STUDY TEXT:

Start of Block

Iodine Software launches next-gen revenue cycle AI solution

Iodine Software is releasing next-generation artificial intelligence technology to identify revenue opportunities that fall through the cracks after a patient is discharged from the hospital. 

The cost savings could help health systems justify investment in other AI technologies that haven’t yet proven traditional return on investment, like AI scribes. 

The AI-driven revenue cycle management company is launching AwarePre-Bill, a post-discharge auditing tool, which could help hospitals and health systems save an additional $3 million to $4 million per month, or an extra 25% of missed revenue opportunities. 

The algorithm prioritizes patient records for review that have missing documentation needed for billing or recommend billing codes better suited to the data in the patient record. The software aims to stop revenue leakage at multiple points in the patient journey and to relieve administrative burden related to billing.

Iodine Software’s concurrent billing product prompts documentation accuracy during a patient stay, saving its customers $2.4 billion per year, it says. Its RCM software is deployed in thousands of hospitals across the country. 

Potential revenue is left on the table, though, when patients leave the hospital, CEO William Chan told Fierce Healthcare in an interview. 

“There are things that occur at the very end of the patient stay that don't always get captured until the patient has been discharged, and so there's always a need for a post-discharge round of review, if you will, to ensure that everything is being captured from the documentation perspective and then that's being translated accurately into the code,” Chan said.

End of Block

PROVIDED INFORMATION:
Start of Block

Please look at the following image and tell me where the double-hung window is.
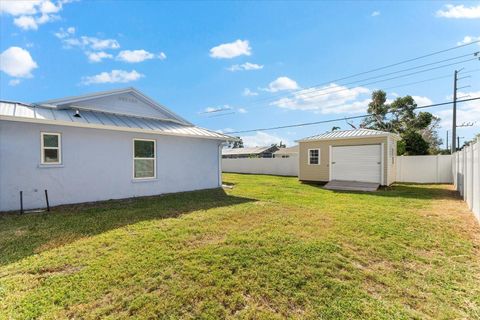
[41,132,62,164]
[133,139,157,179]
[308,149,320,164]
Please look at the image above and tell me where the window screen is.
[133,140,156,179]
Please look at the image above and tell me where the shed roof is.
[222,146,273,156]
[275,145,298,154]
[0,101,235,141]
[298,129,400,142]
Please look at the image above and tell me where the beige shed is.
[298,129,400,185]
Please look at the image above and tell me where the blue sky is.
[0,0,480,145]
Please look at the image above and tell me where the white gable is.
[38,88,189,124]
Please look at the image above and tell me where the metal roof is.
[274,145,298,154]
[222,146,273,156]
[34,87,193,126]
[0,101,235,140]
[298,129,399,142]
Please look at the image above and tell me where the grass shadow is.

End of Block
Start of Block

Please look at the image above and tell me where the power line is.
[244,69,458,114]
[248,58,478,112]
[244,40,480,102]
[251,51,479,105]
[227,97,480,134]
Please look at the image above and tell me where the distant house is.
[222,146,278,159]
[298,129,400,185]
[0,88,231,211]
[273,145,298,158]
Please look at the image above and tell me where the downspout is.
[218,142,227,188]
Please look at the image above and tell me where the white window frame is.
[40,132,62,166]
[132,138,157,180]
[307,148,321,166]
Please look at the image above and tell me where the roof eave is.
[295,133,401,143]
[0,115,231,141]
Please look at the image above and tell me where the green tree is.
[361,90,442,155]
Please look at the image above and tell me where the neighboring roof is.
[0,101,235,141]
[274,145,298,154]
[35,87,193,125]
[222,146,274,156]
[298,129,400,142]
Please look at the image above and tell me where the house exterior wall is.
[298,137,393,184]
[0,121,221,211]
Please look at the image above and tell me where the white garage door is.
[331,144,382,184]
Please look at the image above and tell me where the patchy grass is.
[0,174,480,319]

End of Block

USING THE INFORMATION:
- 1) According to the Iodine Software article, what is the name of the company's post-discharge auditing tool?
- 2) Copy word for word the passage of the Iodine Software article that begins at the words "Iodine Software launches" and stops after the words "from the hospital.".
You will not need the records for this work.

SOLUTIONS BELOW:
- 1) AwarePre-Bill

- 2)
Iodine Software launches next-gen revenue cycle AI solution

Iodine Software is releasing next-generation artificial intelligence technology to identify revenue opportunities that fall through the cracks after a patient is discharged from the hospital.